Written request: Identify every line in the records below that contains the string "hair", and copy each of those lines. Case counts.

Excerpted data:
(begin)

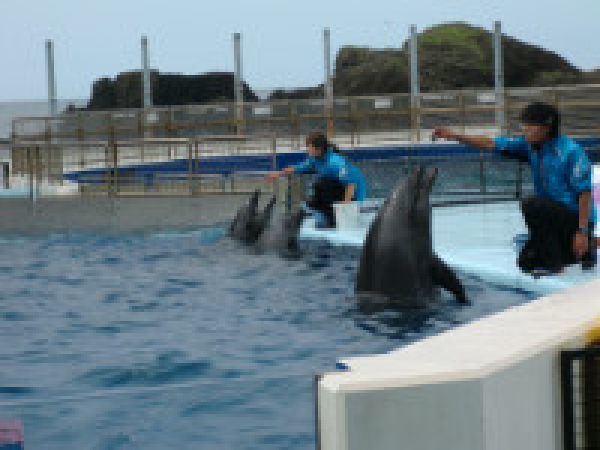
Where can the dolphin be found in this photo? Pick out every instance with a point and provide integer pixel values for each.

(end)
(begin)

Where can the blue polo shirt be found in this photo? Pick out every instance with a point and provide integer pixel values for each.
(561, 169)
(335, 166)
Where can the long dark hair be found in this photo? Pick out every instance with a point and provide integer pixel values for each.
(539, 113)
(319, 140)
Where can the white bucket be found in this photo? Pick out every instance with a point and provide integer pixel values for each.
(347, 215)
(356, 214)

(end)

Solution for this exercise:
Where can the long dark hair be found in this photo? Pick out every instance with a point and provide integer pixel values for each.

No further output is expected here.